Edit the stretch from the line containing "For each instance of the shadow" through the end of the records so that "SHOULD" becomes "MUST" and nothing else changes. Leave the pictures out of your answer.

──────── Data for processing ────────

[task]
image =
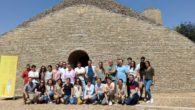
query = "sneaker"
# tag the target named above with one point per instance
(151, 100)
(110, 103)
(148, 102)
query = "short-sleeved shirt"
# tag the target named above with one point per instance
(67, 89)
(100, 74)
(112, 68)
(121, 73)
(30, 87)
(34, 75)
(132, 86)
(99, 88)
(48, 75)
(56, 74)
(70, 74)
(149, 73)
(41, 89)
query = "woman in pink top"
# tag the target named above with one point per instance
(70, 73)
(56, 73)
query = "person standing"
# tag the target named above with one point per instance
(42, 73)
(29, 91)
(89, 93)
(25, 74)
(121, 93)
(80, 73)
(56, 73)
(68, 91)
(121, 71)
(149, 80)
(48, 74)
(34, 74)
(90, 72)
(70, 73)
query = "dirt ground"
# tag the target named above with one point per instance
(162, 101)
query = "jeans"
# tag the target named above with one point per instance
(66, 98)
(98, 97)
(73, 100)
(51, 95)
(132, 100)
(147, 84)
(43, 99)
(92, 80)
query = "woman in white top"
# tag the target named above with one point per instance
(48, 74)
(78, 93)
(34, 74)
(50, 89)
(80, 73)
(133, 70)
(89, 92)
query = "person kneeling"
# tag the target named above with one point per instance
(40, 93)
(121, 93)
(68, 91)
(109, 92)
(133, 91)
(99, 91)
(29, 91)
(89, 93)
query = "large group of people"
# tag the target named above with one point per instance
(65, 84)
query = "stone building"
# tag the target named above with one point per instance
(78, 30)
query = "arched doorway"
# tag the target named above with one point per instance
(78, 56)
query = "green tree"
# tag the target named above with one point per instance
(187, 29)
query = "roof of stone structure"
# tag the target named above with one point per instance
(110, 5)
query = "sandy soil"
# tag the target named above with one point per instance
(162, 101)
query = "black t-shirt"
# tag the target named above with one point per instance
(67, 89)
(131, 86)
(41, 89)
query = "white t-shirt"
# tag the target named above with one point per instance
(34, 75)
(62, 72)
(79, 71)
(132, 71)
(138, 67)
(48, 75)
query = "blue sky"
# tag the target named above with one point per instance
(14, 12)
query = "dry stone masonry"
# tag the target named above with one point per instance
(101, 30)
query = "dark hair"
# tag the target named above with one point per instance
(121, 80)
(102, 66)
(133, 66)
(33, 66)
(129, 58)
(61, 82)
(51, 81)
(99, 79)
(50, 66)
(148, 63)
(142, 66)
(143, 57)
(79, 82)
(88, 80)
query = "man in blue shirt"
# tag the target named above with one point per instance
(121, 71)
(29, 91)
(90, 72)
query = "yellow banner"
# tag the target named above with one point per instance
(8, 67)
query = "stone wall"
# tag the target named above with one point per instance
(153, 14)
(103, 35)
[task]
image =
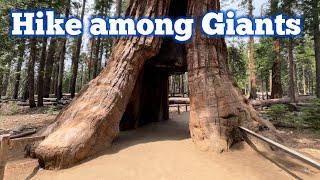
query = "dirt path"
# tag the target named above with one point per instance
(165, 151)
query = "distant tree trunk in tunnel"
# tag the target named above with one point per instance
(91, 122)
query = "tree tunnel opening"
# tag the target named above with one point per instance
(149, 100)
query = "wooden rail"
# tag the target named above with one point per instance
(289, 151)
(8, 142)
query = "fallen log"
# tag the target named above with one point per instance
(23, 134)
(177, 100)
(270, 102)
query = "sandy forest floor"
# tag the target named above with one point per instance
(165, 151)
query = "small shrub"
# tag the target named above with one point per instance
(51, 110)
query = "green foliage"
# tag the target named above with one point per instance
(311, 115)
(278, 111)
(10, 108)
(52, 110)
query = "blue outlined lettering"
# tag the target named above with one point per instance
(40, 23)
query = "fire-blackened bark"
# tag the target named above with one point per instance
(91, 121)
(217, 105)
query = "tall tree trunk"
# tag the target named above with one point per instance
(49, 66)
(59, 92)
(31, 63)
(118, 8)
(91, 121)
(217, 105)
(276, 91)
(6, 78)
(316, 32)
(251, 63)
(75, 58)
(107, 96)
(90, 64)
(1, 79)
(276, 86)
(304, 81)
(96, 55)
(18, 70)
(291, 84)
(25, 94)
(41, 72)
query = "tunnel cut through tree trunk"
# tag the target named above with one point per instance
(133, 90)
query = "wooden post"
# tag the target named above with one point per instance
(3, 153)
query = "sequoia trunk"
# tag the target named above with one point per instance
(133, 89)
(31, 63)
(18, 70)
(217, 105)
(92, 120)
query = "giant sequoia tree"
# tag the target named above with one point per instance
(133, 90)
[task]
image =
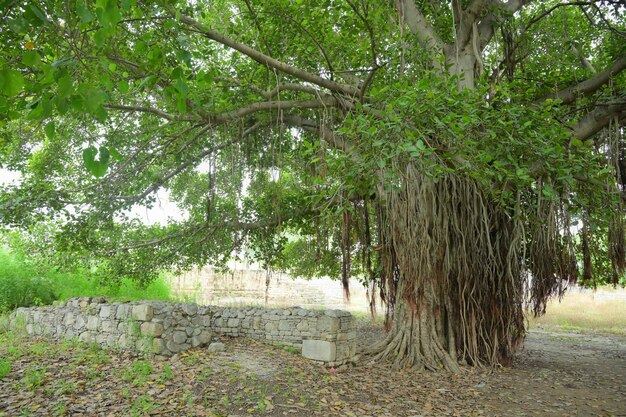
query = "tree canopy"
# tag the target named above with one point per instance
(458, 155)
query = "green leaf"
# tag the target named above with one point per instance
(83, 12)
(11, 82)
(123, 87)
(97, 167)
(115, 154)
(49, 129)
(89, 156)
(65, 86)
(38, 12)
(100, 37)
(94, 100)
(31, 58)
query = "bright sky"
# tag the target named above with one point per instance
(162, 210)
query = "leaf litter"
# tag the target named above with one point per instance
(568, 376)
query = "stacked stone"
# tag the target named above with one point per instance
(165, 328)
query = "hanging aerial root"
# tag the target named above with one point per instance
(452, 258)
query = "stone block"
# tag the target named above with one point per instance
(327, 324)
(319, 350)
(179, 337)
(87, 337)
(92, 323)
(216, 347)
(106, 311)
(122, 312)
(190, 309)
(158, 346)
(285, 325)
(175, 347)
(79, 323)
(108, 326)
(68, 320)
(151, 329)
(143, 312)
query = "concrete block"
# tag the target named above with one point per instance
(319, 350)
(179, 337)
(151, 329)
(327, 324)
(106, 311)
(92, 323)
(143, 312)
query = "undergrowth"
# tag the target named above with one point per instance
(23, 284)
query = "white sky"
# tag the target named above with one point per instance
(162, 210)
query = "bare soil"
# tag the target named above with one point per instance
(558, 374)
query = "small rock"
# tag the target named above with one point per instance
(216, 347)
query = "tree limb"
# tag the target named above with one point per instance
(589, 86)
(419, 26)
(144, 109)
(264, 59)
(600, 117)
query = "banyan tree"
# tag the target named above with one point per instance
(464, 159)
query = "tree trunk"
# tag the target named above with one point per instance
(421, 336)
(453, 260)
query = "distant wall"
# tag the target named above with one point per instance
(165, 328)
(245, 285)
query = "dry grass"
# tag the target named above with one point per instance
(600, 312)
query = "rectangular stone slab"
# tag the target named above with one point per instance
(319, 350)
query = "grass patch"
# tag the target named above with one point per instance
(23, 284)
(586, 313)
(5, 368)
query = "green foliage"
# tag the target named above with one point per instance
(5, 368)
(24, 284)
(130, 98)
(20, 285)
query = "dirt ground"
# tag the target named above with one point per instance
(556, 375)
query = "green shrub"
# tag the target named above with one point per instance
(5, 368)
(20, 284)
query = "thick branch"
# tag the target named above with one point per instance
(144, 109)
(594, 121)
(488, 24)
(267, 60)
(590, 85)
(419, 26)
(228, 116)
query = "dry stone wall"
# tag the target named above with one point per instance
(166, 328)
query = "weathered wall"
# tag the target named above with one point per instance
(245, 285)
(165, 328)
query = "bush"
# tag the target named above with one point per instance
(21, 285)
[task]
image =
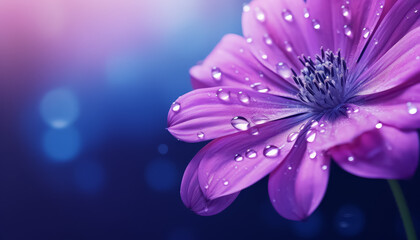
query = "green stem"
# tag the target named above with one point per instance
(403, 208)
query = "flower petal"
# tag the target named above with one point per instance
(327, 134)
(193, 197)
(401, 18)
(210, 113)
(396, 67)
(235, 162)
(299, 28)
(382, 153)
(401, 111)
(298, 185)
(232, 64)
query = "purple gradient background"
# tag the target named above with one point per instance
(110, 69)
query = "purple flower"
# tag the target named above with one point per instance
(309, 82)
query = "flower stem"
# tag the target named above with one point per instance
(403, 208)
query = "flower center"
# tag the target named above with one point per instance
(322, 82)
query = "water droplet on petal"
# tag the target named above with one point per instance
(216, 73)
(314, 123)
(305, 13)
(316, 24)
(223, 95)
(287, 15)
(238, 157)
(365, 33)
(288, 46)
(356, 109)
(310, 136)
(271, 151)
(240, 123)
(176, 107)
(243, 97)
(267, 39)
(260, 119)
(260, 88)
(312, 154)
(260, 15)
(284, 70)
(200, 135)
(251, 154)
(264, 56)
(346, 12)
(292, 136)
(347, 31)
(246, 8)
(411, 108)
(254, 131)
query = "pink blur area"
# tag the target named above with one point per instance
(82, 30)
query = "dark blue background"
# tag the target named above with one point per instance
(113, 171)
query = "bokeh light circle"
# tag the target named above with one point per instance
(59, 108)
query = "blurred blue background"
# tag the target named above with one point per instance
(85, 87)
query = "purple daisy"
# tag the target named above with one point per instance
(309, 83)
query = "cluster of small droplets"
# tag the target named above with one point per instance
(322, 82)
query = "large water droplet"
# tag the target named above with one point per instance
(267, 39)
(288, 46)
(259, 15)
(347, 31)
(312, 154)
(260, 119)
(243, 97)
(287, 15)
(254, 131)
(260, 88)
(264, 56)
(310, 136)
(271, 151)
(292, 136)
(246, 8)
(346, 12)
(176, 107)
(216, 74)
(238, 157)
(284, 70)
(223, 95)
(251, 154)
(240, 123)
(411, 108)
(305, 13)
(365, 33)
(314, 123)
(316, 24)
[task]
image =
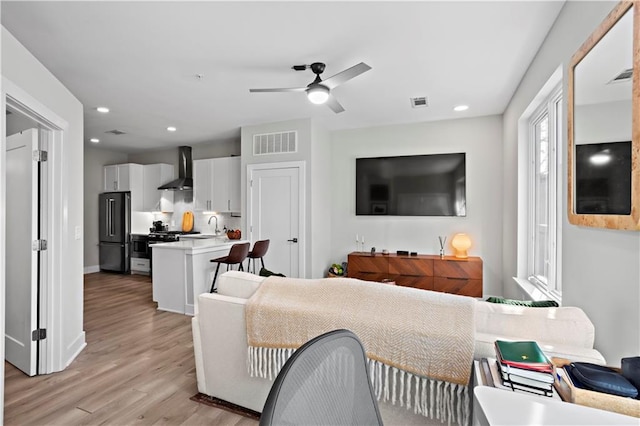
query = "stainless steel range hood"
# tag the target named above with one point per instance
(185, 174)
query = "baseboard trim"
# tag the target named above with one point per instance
(75, 348)
(91, 269)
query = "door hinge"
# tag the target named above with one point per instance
(38, 334)
(39, 155)
(39, 245)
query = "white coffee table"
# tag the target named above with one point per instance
(493, 406)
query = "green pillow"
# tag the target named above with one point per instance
(529, 303)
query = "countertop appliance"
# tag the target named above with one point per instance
(158, 226)
(167, 236)
(114, 217)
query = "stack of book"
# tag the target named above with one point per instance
(524, 366)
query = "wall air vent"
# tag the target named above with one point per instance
(115, 132)
(622, 77)
(420, 102)
(275, 143)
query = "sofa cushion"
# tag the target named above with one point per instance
(238, 284)
(567, 326)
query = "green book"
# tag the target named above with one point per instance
(525, 355)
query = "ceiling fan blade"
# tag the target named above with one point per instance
(289, 89)
(345, 75)
(335, 106)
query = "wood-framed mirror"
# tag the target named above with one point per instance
(604, 124)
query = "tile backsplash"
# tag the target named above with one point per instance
(182, 202)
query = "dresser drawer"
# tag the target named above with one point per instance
(424, 283)
(458, 268)
(368, 276)
(410, 266)
(461, 286)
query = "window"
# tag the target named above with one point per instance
(545, 130)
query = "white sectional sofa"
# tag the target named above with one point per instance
(220, 341)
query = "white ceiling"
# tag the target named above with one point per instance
(140, 60)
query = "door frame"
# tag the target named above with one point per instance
(56, 191)
(302, 190)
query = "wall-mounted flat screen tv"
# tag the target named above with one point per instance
(603, 178)
(416, 185)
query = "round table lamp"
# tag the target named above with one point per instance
(461, 244)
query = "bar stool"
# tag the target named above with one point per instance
(259, 250)
(236, 256)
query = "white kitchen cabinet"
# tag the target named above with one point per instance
(154, 199)
(217, 184)
(125, 177)
(226, 188)
(202, 184)
(140, 266)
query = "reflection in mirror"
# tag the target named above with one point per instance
(601, 141)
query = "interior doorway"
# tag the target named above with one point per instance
(276, 212)
(26, 239)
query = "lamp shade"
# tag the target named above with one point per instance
(461, 243)
(318, 94)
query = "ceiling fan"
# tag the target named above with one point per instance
(319, 91)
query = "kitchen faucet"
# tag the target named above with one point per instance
(217, 231)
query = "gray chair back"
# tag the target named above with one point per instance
(325, 382)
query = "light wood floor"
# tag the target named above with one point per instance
(138, 367)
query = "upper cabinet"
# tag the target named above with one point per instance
(122, 177)
(125, 177)
(154, 199)
(604, 124)
(202, 185)
(216, 185)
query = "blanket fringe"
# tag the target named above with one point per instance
(435, 399)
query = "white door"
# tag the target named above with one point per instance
(21, 260)
(275, 209)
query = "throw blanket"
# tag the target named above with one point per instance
(419, 343)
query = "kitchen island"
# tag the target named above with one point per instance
(183, 269)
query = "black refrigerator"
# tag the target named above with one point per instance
(114, 216)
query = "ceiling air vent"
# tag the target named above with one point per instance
(622, 77)
(420, 102)
(275, 143)
(115, 132)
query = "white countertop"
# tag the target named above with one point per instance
(501, 407)
(194, 246)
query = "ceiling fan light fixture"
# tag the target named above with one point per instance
(318, 94)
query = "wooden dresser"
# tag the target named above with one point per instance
(428, 272)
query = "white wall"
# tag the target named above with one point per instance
(321, 202)
(600, 268)
(24, 70)
(480, 138)
(94, 160)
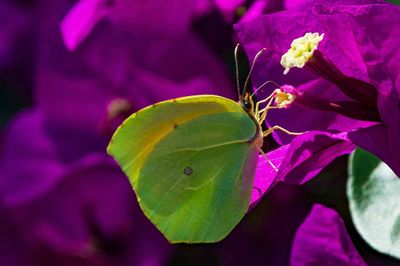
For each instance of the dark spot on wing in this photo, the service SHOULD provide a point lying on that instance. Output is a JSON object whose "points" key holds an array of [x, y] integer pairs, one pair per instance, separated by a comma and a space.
{"points": [[188, 170]]}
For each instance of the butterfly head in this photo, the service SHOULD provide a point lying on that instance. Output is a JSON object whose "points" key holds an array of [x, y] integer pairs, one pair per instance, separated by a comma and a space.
{"points": [[247, 102]]}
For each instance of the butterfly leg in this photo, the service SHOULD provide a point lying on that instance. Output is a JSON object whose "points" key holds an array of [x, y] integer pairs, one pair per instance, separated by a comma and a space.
{"points": [[272, 129], [266, 158]]}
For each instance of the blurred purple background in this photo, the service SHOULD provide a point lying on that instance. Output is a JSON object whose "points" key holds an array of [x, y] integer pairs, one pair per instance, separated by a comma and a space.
{"points": [[70, 72]]}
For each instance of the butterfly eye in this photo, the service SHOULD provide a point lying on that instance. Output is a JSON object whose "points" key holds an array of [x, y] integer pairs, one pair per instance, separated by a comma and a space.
{"points": [[247, 105]]}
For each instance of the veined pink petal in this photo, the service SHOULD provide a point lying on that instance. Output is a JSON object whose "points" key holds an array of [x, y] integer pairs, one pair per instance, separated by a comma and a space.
{"points": [[80, 21]]}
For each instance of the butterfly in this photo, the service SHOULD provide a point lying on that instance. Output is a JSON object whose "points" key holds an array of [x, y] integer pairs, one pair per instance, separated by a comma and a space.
{"points": [[192, 160]]}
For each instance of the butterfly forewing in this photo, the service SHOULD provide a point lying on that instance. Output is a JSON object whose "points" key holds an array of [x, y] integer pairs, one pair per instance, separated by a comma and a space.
{"points": [[191, 165]]}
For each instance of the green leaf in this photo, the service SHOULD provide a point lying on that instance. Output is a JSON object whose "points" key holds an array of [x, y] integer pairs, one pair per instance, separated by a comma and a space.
{"points": [[373, 190]]}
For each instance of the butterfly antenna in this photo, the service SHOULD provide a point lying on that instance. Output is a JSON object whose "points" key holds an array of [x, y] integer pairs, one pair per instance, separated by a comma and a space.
{"points": [[237, 69], [264, 84], [251, 69]]}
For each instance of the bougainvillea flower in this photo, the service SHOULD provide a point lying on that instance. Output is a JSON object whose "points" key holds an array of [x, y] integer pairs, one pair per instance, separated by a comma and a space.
{"points": [[14, 26], [83, 97], [298, 161], [323, 240], [92, 213], [351, 77], [154, 17]]}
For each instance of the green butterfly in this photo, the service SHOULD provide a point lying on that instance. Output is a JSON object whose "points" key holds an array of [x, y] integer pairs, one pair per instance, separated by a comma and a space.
{"points": [[192, 161]]}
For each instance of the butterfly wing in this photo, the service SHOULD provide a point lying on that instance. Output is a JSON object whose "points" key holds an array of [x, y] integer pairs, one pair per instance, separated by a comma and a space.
{"points": [[191, 165]]}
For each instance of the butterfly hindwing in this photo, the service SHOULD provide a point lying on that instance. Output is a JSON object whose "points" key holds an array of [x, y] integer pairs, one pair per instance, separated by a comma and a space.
{"points": [[191, 165]]}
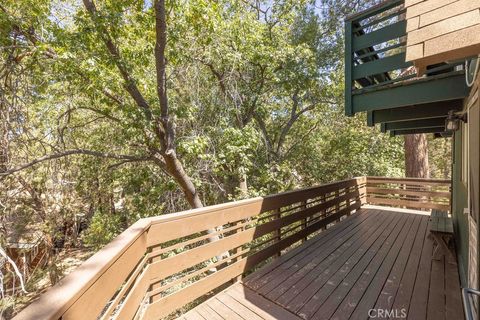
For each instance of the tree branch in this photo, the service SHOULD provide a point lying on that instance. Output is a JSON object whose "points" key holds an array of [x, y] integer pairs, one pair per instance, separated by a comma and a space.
{"points": [[130, 85]]}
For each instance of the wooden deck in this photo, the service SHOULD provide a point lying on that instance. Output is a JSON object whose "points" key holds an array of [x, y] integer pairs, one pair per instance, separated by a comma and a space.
{"points": [[375, 259]]}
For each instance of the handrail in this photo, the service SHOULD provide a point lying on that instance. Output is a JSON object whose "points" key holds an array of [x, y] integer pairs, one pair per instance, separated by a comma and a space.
{"points": [[412, 193]]}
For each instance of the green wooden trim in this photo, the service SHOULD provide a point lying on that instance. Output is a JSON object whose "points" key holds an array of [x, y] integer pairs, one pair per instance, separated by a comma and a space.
{"points": [[382, 65], [413, 124], [424, 111], [416, 131], [348, 68], [392, 31], [381, 19], [412, 92]]}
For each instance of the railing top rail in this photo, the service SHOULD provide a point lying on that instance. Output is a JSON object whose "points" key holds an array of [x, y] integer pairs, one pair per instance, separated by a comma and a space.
{"points": [[367, 13], [218, 207], [70, 288]]}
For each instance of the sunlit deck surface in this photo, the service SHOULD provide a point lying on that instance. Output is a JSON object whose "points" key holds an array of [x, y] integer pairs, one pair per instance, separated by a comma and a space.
{"points": [[378, 258]]}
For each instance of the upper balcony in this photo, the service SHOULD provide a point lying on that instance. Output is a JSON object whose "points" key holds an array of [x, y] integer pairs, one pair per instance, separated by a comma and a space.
{"points": [[379, 79], [332, 251]]}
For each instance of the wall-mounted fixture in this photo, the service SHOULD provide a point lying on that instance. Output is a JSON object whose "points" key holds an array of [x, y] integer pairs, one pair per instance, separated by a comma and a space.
{"points": [[452, 123]]}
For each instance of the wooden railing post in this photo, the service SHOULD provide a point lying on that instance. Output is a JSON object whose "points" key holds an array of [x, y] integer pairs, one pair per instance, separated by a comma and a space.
{"points": [[337, 205], [347, 191]]}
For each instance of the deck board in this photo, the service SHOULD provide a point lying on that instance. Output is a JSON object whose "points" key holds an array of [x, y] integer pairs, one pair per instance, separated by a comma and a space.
{"points": [[380, 259]]}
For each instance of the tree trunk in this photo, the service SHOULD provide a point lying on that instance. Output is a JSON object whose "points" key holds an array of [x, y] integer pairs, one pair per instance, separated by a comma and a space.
{"points": [[416, 156]]}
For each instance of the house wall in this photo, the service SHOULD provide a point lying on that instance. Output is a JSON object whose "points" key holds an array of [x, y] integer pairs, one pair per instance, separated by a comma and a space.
{"points": [[466, 186], [441, 30]]}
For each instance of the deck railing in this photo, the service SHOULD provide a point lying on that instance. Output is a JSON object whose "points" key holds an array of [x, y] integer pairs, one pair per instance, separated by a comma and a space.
{"points": [[161, 264], [375, 59]]}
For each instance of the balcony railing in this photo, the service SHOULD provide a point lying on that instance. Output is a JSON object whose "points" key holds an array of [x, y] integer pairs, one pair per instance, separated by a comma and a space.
{"points": [[161, 264], [377, 75]]}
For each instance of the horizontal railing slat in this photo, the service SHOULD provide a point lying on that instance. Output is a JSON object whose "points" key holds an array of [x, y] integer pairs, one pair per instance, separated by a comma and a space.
{"points": [[378, 66], [390, 32]]}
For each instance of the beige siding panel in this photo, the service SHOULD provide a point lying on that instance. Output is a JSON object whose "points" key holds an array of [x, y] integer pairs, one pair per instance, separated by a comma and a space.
{"points": [[448, 11], [414, 52], [426, 6], [443, 27], [461, 43]]}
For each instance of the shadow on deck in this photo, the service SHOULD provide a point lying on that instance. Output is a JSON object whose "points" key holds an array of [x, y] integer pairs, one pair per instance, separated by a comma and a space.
{"points": [[376, 263]]}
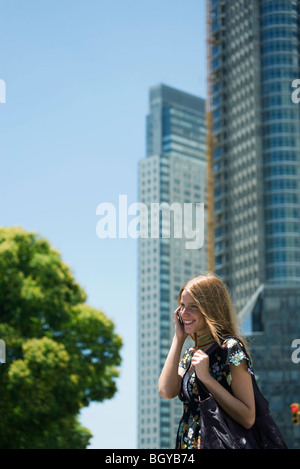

────────

▸ **Finished task**:
For each instance of the shadow on deck in this photo, the service MUST provide a point lying on that instance. Output is a JSON object whose "points" key holds an array of [x, y] integer pairs, one pair per instance, separated by a comma and a space.
{"points": [[376, 263]]}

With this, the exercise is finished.